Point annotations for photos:
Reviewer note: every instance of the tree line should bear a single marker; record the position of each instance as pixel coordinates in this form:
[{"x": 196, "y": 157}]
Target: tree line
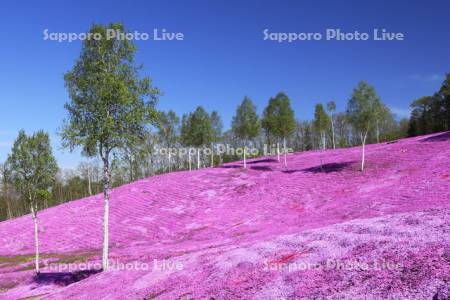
[
  {"x": 431, "y": 113},
  {"x": 112, "y": 118}
]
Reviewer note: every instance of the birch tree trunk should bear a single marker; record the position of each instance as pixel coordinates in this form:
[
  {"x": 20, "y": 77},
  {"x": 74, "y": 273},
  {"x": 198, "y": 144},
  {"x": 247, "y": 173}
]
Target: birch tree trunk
[
  {"x": 363, "y": 139},
  {"x": 89, "y": 181},
  {"x": 190, "y": 160},
  {"x": 245, "y": 161},
  {"x": 278, "y": 151},
  {"x": 106, "y": 193},
  {"x": 36, "y": 234},
  {"x": 378, "y": 133},
  {"x": 198, "y": 158},
  {"x": 169, "y": 161},
  {"x": 332, "y": 132},
  {"x": 212, "y": 155}
]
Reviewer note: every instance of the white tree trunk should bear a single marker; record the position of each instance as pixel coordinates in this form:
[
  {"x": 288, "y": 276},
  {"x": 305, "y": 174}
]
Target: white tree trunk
[
  {"x": 89, "y": 181},
  {"x": 190, "y": 160},
  {"x": 106, "y": 192},
  {"x": 212, "y": 155},
  {"x": 363, "y": 138},
  {"x": 378, "y": 133},
  {"x": 36, "y": 236},
  {"x": 332, "y": 132},
  {"x": 169, "y": 160},
  {"x": 198, "y": 158},
  {"x": 278, "y": 151},
  {"x": 245, "y": 158}
]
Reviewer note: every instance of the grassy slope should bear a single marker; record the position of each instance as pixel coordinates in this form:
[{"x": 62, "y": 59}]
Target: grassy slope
[{"x": 226, "y": 225}]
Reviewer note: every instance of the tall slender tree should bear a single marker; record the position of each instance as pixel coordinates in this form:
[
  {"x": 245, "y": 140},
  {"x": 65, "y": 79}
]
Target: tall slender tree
[
  {"x": 168, "y": 130},
  {"x": 33, "y": 171},
  {"x": 110, "y": 104},
  {"x": 197, "y": 130},
  {"x": 5, "y": 171},
  {"x": 217, "y": 127},
  {"x": 279, "y": 120},
  {"x": 245, "y": 124},
  {"x": 331, "y": 106},
  {"x": 363, "y": 108},
  {"x": 321, "y": 121}
]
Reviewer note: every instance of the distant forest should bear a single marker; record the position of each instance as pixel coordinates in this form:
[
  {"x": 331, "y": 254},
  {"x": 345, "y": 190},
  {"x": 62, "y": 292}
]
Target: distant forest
[{"x": 134, "y": 155}]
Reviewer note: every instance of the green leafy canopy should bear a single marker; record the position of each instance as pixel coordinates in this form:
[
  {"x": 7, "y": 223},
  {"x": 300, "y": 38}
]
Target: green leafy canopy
[{"x": 110, "y": 104}]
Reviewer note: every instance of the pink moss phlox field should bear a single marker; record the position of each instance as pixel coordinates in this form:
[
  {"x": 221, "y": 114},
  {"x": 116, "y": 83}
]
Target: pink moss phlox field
[{"x": 305, "y": 232}]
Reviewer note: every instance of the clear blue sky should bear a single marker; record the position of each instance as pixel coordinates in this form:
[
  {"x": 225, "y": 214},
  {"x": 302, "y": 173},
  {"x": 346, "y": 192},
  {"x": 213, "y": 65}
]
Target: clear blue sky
[{"x": 223, "y": 56}]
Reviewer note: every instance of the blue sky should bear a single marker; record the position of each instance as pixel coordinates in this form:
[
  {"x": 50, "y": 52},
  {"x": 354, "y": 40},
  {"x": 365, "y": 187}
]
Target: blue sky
[{"x": 223, "y": 56}]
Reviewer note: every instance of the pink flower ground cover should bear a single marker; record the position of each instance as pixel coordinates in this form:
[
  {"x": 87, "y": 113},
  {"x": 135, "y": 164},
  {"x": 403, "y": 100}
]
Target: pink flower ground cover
[{"x": 305, "y": 232}]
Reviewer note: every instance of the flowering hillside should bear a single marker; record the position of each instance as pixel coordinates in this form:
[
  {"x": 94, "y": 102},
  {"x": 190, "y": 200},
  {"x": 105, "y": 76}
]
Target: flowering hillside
[{"x": 319, "y": 229}]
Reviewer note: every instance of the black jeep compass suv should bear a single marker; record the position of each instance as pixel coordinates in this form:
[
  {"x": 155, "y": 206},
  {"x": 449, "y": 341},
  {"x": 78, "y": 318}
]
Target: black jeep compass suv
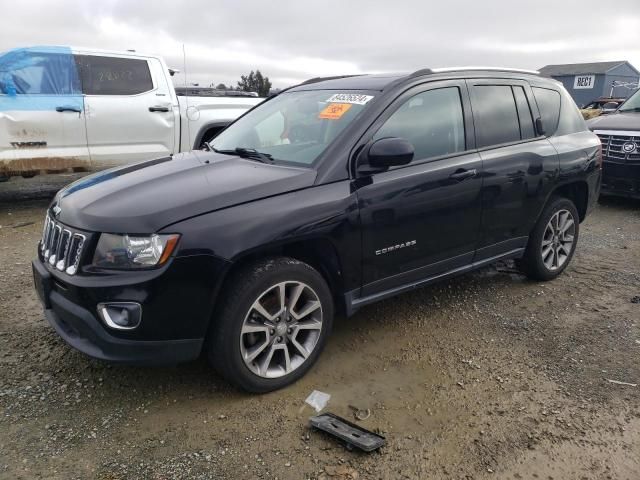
[{"x": 332, "y": 195}]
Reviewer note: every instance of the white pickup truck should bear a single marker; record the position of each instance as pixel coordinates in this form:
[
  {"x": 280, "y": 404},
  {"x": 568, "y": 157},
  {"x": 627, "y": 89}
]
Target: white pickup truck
[{"x": 65, "y": 109}]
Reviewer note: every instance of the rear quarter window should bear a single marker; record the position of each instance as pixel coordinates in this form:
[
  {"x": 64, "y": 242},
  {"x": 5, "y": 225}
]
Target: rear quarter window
[
  {"x": 571, "y": 120},
  {"x": 495, "y": 107},
  {"x": 548, "y": 102},
  {"x": 113, "y": 75}
]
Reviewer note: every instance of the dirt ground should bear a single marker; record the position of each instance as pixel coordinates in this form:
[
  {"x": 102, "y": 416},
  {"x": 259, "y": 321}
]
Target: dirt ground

Stated problem
Replace "Reviewer note" with "Annotator note" throughout all of the records and reproduce them with nothing else changed. Leave the pictures out of your answer.

Solution to this exercise
Annotator note: every instance of the tree line should bear a single marker; record the position of each instance as pixel coordinates in this form:
[{"x": 196, "y": 157}]
Target: tree line
[
  {"x": 431, "y": 113},
  {"x": 112, "y": 118}
]
Annotator note: every instance of the birch tree trunk should bear a single marker; record the position of each instance as pixel coordinates in this form:
[
  {"x": 20, "y": 77},
  {"x": 74, "y": 273},
  {"x": 198, "y": 144},
  {"x": 247, "y": 173}
]
Target: birch tree trunk
[
  {"x": 363, "y": 139},
  {"x": 89, "y": 181},
  {"x": 190, "y": 160},
  {"x": 245, "y": 161},
  {"x": 278, "y": 151},
  {"x": 106, "y": 193},
  {"x": 36, "y": 234},
  {"x": 378, "y": 133},
  {"x": 198, "y": 158},
  {"x": 169, "y": 161},
  {"x": 332, "y": 132},
  {"x": 212, "y": 155}
]
Annotator note: every instance of the white tree trunk should bear a single marker; record the position of each instance as pixel coordinates in this form:
[
  {"x": 288, "y": 276},
  {"x": 305, "y": 174}
]
Target: white tree trunk
[
  {"x": 89, "y": 181},
  {"x": 190, "y": 160},
  {"x": 106, "y": 192},
  {"x": 212, "y": 155},
  {"x": 363, "y": 138},
  {"x": 378, "y": 133},
  {"x": 36, "y": 236},
  {"x": 332, "y": 132},
  {"x": 169, "y": 160},
  {"x": 198, "y": 158},
  {"x": 278, "y": 151},
  {"x": 245, "y": 158}
]
Annotator note: every instance of the grassy slope should bear a single marker; record the position of each instance as pixel coordinates in this form:
[{"x": 62, "y": 59}]
Target: grassy slope
[{"x": 226, "y": 225}]
Annotator note: every instance of the tall slender tree should bear a single marker; record the position of each instance as pixel coordinates in this form:
[
  {"x": 245, "y": 140},
  {"x": 65, "y": 79}
]
Target: tall slender tree
[
  {"x": 168, "y": 130},
  {"x": 33, "y": 171},
  {"x": 110, "y": 104},
  {"x": 197, "y": 130},
  {"x": 5, "y": 171},
  {"x": 217, "y": 127},
  {"x": 279, "y": 120},
  {"x": 245, "y": 124},
  {"x": 331, "y": 106},
  {"x": 363, "y": 108},
  {"x": 321, "y": 121}
]
Annotator note: every instance of the distant forest should bear a single marker; record the position of each instance as pixel coordinates in this form:
[
  {"x": 331, "y": 254},
  {"x": 345, "y": 190},
  {"x": 62, "y": 292}
]
Target: distant forest
[{"x": 134, "y": 155}]
Annotator note: every instance of the green leafy canopy should bear a single marker; record the position of each instance as pixel coordinates in this form:
[
  {"x": 7, "y": 223},
  {"x": 300, "y": 38}
]
Target: green leafy canopy
[{"x": 110, "y": 104}]
Annotator note: every instance of the pink moss phlox field should bear a single marker; record the position of each instance as pixel coordinates in this form:
[
  {"x": 221, "y": 114},
  {"x": 116, "y": 83}
]
Target: pink moss phlox field
[{"x": 305, "y": 232}]
Annotator note: every instance of the clear blue sky should bear a single marker; record the position of each instance as pixel coordinates in this form:
[
  {"x": 225, "y": 214},
  {"x": 302, "y": 173},
  {"x": 346, "y": 192},
  {"x": 213, "y": 65}
]
Target: clear blue sky
[{"x": 223, "y": 56}]
Annotator note: every instance of the blue sky should bear a single marker; record the position of each instance as pixel coordinates in this form:
[
  {"x": 50, "y": 52},
  {"x": 354, "y": 40},
  {"x": 365, "y": 187}
]
Target: blue sky
[{"x": 223, "y": 56}]
Annotator note: every instance of the pink flower ground cover should bear a single marker; record the position of each instance as pixel coordinates in this form:
[
  {"x": 87, "y": 113},
  {"x": 135, "y": 164},
  {"x": 403, "y": 100}
]
Target: pink flower ground cover
[{"x": 305, "y": 232}]
Annotator note: every instance of the flowering hillside should bear a single marker; record the position of each instance as pixel coordinates in this form:
[
  {"x": 94, "y": 102},
  {"x": 190, "y": 200},
  {"x": 105, "y": 76}
]
Target: flowering hillside
[{"x": 319, "y": 229}]
Annotator note: every instance of the black jeep compass suv should bear a single marker; record the position of each instance as pixel coordinates in this form:
[
  {"x": 155, "y": 206},
  {"x": 449, "y": 341},
  {"x": 78, "y": 318}
]
Target: black jeep compass suv
[{"x": 332, "y": 195}]
Annotator note: every instance of the white pickup truck should bear a single marker; record the position of each instance as pixel coordinates in this form:
[
  {"x": 280, "y": 404},
  {"x": 568, "y": 157},
  {"x": 627, "y": 89}
]
Target: white pickup truck
[{"x": 65, "y": 109}]
Annotator note: every instance of the rear quarter window should bear a single marker; record the position of each instance as pixel coordinates in this form:
[
  {"x": 64, "y": 242},
  {"x": 5, "y": 225}
]
Target: rear quarter window
[
  {"x": 571, "y": 120},
  {"x": 495, "y": 107},
  {"x": 548, "y": 102},
  {"x": 113, "y": 75}
]
Annotator note: every instance of the dirt ground should bear a single marker; record the position of each instance as pixel coordinates in this form:
[
  {"x": 102, "y": 416},
  {"x": 259, "y": 321}
]
Target: dirt ground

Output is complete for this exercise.